■ GIVEN PROBLEM
Extract precisely the lines that run from the line containing "the wooden shrine" to the end of the records below, with both ends included and pictures omitted.

■ RAW RECORDS
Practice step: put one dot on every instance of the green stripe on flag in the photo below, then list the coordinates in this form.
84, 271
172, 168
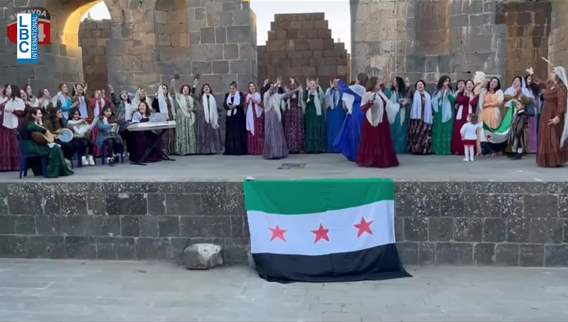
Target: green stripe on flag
296, 197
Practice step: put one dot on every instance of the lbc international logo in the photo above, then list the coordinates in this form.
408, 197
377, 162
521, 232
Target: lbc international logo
31, 28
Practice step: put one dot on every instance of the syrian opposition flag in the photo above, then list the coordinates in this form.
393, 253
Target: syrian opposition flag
323, 230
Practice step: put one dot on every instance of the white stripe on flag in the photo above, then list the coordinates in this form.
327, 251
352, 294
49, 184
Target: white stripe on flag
342, 233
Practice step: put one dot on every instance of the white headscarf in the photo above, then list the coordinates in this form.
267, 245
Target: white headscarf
561, 73
446, 105
252, 108
416, 112
210, 110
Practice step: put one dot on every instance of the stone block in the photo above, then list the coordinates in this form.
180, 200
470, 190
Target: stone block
46, 247
440, 228
202, 256
531, 255
545, 230
408, 252
494, 230
507, 254
541, 205
126, 204
205, 226
484, 254
184, 204
152, 248
454, 253
238, 34
555, 255
80, 247
168, 226
129, 226
416, 228
105, 226
220, 67
517, 229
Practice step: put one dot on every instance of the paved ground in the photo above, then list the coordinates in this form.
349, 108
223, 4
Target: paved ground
63, 290
236, 168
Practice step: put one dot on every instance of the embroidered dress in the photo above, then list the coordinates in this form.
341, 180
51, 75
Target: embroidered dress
254, 123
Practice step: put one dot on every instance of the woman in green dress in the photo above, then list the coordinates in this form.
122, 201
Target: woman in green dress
398, 114
314, 119
442, 104
56, 165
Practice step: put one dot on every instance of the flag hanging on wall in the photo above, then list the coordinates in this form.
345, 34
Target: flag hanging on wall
323, 230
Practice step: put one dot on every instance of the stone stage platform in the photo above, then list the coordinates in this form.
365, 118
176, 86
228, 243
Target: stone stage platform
490, 212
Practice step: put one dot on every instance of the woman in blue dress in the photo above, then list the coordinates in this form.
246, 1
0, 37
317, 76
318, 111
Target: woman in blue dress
348, 139
335, 115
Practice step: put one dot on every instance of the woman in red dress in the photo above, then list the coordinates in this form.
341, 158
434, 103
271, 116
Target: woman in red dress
254, 121
376, 148
466, 103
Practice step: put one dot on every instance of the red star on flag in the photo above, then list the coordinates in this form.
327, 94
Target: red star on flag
363, 227
278, 233
321, 233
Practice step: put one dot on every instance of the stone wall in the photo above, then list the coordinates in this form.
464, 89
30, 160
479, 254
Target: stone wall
93, 37
455, 223
528, 29
558, 41
301, 46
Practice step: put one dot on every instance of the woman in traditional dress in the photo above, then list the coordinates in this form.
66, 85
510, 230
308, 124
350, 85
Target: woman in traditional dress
163, 103
56, 165
335, 115
398, 114
186, 120
536, 92
254, 120
275, 146
350, 134
209, 133
420, 132
466, 104
293, 116
314, 119
139, 141
490, 104
376, 148
235, 122
519, 99
64, 101
553, 129
443, 105
11, 108
81, 102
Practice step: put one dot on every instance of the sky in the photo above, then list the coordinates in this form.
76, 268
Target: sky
336, 13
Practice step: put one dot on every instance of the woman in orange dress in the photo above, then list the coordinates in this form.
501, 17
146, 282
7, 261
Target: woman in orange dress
553, 129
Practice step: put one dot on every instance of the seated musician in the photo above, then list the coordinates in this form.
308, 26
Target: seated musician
108, 136
82, 136
37, 146
138, 142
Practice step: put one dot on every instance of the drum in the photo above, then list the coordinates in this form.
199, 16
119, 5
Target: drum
65, 135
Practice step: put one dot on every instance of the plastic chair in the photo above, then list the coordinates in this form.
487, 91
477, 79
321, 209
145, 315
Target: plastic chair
24, 160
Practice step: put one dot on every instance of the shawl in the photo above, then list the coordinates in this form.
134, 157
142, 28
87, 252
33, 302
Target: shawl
440, 98
210, 110
318, 93
236, 102
561, 73
416, 112
185, 104
252, 108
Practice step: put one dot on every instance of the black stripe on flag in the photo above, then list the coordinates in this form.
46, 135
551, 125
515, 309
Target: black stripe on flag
376, 263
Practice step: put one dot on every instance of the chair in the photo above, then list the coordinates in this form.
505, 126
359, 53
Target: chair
24, 160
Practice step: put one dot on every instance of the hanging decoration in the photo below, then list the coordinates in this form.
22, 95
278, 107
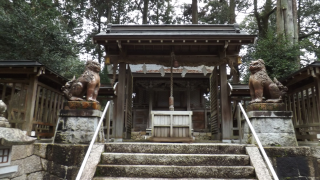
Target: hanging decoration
161, 70
144, 69
184, 72
204, 70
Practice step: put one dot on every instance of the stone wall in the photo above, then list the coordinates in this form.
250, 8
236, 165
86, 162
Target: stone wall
138, 136
295, 162
30, 162
47, 161
202, 136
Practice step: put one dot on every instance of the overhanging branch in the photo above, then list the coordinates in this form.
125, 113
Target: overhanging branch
302, 36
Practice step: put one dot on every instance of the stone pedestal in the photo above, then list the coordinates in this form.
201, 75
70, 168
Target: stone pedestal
78, 121
272, 124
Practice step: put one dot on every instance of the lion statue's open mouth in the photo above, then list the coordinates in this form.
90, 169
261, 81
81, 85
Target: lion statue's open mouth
87, 84
261, 85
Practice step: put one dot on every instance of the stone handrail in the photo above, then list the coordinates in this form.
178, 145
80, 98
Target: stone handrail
92, 142
263, 152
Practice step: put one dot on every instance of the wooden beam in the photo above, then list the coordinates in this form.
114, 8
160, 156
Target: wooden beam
120, 102
225, 104
17, 71
30, 103
184, 60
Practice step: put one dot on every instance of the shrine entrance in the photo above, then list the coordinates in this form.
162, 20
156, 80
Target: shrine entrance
206, 47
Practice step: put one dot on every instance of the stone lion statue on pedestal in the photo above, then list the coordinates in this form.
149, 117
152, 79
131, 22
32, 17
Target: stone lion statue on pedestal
261, 85
87, 84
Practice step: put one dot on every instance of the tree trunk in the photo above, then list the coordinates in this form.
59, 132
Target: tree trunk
232, 9
287, 17
108, 12
194, 11
145, 12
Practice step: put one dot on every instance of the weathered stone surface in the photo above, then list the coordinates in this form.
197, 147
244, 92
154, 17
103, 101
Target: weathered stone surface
150, 171
23, 177
4, 122
61, 171
175, 159
28, 165
269, 114
51, 177
176, 148
56, 169
36, 176
273, 128
12, 136
266, 107
66, 154
20, 164
21, 151
294, 167
272, 139
93, 160
294, 162
32, 164
315, 151
77, 130
40, 150
270, 125
81, 105
258, 163
44, 164
81, 113
287, 151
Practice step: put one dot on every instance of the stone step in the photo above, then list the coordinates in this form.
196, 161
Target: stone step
126, 178
175, 159
155, 171
176, 148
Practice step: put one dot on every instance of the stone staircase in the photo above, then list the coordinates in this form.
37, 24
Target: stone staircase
174, 160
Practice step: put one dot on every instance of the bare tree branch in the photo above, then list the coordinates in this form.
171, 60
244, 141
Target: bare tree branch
302, 36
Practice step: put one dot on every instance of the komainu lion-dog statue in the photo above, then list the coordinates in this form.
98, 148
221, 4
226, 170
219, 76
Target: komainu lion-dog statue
261, 85
87, 84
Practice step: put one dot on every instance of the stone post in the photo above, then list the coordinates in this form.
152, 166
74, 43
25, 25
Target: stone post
272, 124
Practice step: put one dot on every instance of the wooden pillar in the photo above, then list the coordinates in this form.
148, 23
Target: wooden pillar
150, 106
317, 85
120, 102
225, 105
31, 98
188, 97
236, 75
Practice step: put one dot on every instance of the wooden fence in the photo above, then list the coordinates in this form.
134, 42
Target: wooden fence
48, 102
47, 106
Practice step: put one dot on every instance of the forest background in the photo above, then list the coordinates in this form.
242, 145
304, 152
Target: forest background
58, 33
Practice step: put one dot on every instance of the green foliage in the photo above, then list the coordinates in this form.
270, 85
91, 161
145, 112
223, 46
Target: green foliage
104, 79
215, 12
279, 55
35, 30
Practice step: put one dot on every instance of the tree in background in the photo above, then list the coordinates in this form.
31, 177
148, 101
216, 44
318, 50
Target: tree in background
38, 31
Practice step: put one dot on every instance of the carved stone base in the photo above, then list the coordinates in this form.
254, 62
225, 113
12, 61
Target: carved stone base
266, 107
4, 122
273, 128
78, 121
89, 105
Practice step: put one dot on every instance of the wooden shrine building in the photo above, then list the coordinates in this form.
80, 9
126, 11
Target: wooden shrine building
212, 46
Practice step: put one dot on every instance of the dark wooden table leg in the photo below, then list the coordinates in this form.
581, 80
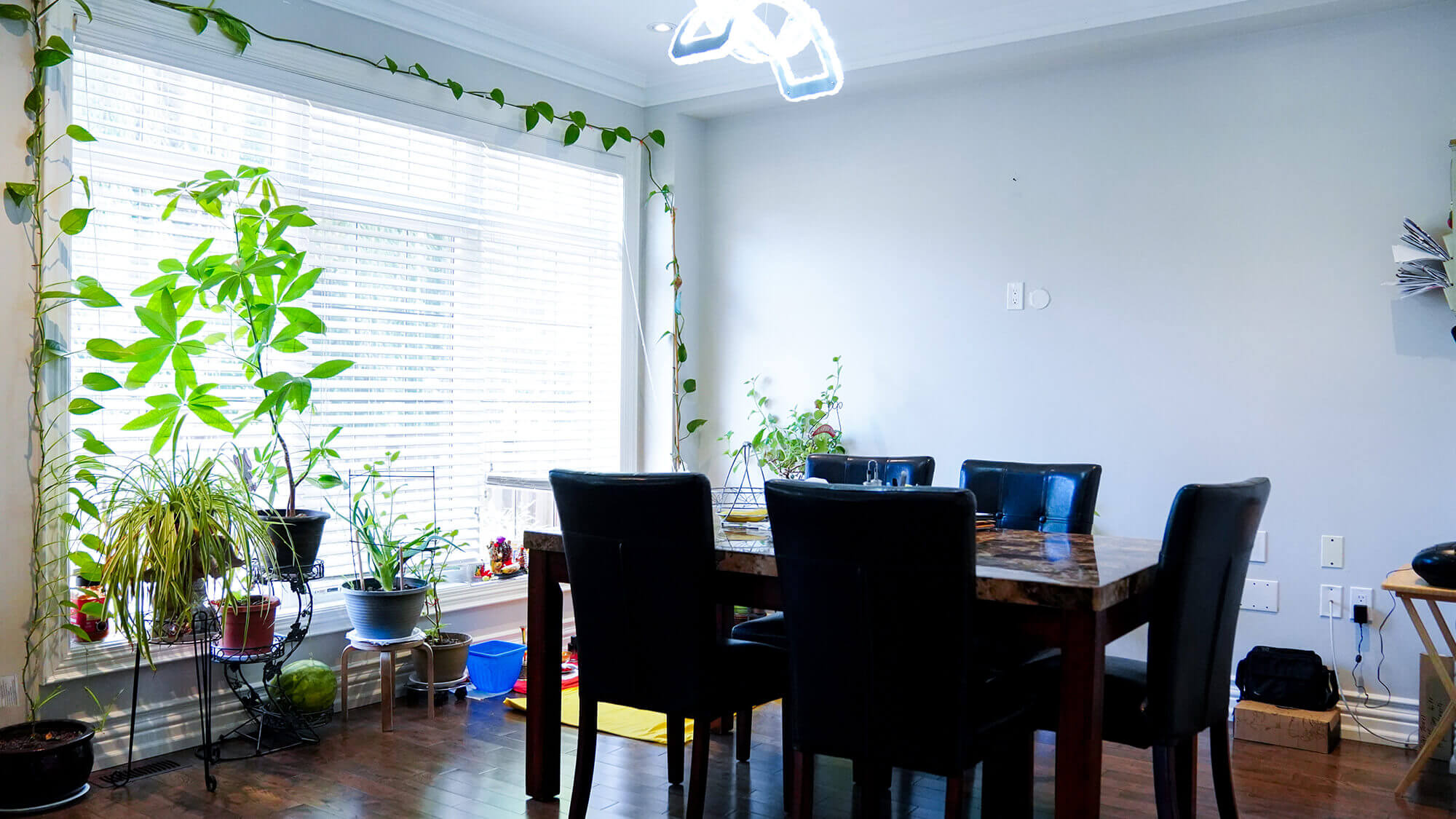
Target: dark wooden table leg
544, 675
1080, 729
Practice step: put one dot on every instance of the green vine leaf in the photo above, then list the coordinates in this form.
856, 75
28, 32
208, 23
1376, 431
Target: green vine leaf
75, 221
49, 58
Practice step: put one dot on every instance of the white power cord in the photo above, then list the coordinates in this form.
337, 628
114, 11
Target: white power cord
1406, 742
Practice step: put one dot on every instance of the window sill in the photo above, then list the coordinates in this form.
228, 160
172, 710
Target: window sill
330, 617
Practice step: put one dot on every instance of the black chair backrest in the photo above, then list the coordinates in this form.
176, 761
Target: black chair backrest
1196, 606
899, 471
1045, 497
640, 554
879, 592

■ FINAL ANSWER
Practice step: put one dot on every instance of the wooden shrine building in the photo above, then list the coordinates in this form.
80, 9
126, 11
Target: wooden shrine building
212, 46
Practice step: put one dot on every instance of the dark wooden table leg in the photo below, then list the coordinates in this form.
581, 80
Target: dark wooden table leg
544, 675
1080, 729
Practice step: put one dot on every instance of the green vine leaf in the photo above, then list the coordinates in this form.
856, 75
28, 32
208, 23
1376, 431
Target: green vine leaf
75, 221
49, 58
Practice step: put one dot on every instance of the white power cord in the photo above, then list the coordinates in this form.
337, 628
114, 11
Target: white power cord
1406, 742
Practice step: put one dot on every instance of the window sill in the photo above, then list the coordinates in this form.
228, 160
172, 710
Target: window sill
330, 617
Practice step: put one dot on every instance of the black chair backrest in the photo above, then list the coordinates in this form.
176, 761
Target: black chair backrest
1196, 606
899, 471
1045, 497
640, 554
879, 592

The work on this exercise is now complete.